* **Exercise instructions**
Only the stretch of the listing below that runs from the line with "Where can the choppy" through the line with "Query: choppy wave" is to be printed, exactly and with both ends.

* **Task data**

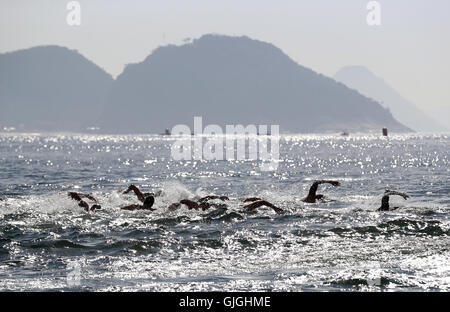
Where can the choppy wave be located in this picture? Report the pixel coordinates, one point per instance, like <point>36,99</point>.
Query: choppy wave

--

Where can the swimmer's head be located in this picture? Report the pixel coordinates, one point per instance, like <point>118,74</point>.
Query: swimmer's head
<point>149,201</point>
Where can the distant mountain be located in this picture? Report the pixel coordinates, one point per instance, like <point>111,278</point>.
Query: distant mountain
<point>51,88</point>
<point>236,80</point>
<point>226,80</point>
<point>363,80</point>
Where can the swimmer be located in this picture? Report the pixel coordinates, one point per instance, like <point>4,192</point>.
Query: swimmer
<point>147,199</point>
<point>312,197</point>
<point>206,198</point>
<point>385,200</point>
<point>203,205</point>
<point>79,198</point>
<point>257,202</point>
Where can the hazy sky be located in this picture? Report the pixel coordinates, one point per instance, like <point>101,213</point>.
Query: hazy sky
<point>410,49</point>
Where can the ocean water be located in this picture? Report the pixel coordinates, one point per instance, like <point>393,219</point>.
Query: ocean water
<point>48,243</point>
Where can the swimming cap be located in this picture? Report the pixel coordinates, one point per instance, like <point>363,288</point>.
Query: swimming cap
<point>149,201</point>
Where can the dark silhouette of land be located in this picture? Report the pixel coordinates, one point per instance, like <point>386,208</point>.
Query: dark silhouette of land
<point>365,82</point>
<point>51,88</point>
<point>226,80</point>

...

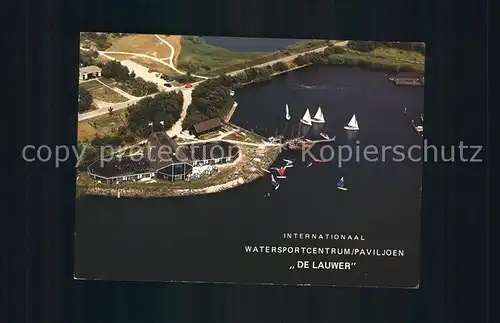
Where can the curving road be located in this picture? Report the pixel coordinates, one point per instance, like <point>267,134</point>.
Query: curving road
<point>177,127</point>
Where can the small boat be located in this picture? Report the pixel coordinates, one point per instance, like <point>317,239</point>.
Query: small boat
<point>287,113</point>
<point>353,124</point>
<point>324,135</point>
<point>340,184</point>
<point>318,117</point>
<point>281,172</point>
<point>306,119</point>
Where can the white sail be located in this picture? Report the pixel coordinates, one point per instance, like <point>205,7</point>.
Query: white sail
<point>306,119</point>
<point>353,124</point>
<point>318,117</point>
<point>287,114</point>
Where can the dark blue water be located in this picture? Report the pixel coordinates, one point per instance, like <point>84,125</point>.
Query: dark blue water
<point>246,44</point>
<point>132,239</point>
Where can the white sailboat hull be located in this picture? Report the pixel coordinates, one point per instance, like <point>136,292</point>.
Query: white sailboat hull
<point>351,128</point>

* **Result of this task**
Where can the choppy wave be located in this picture? Report the pixel coordinates, one point per instance, like <point>36,99</point>.
Query: choppy wave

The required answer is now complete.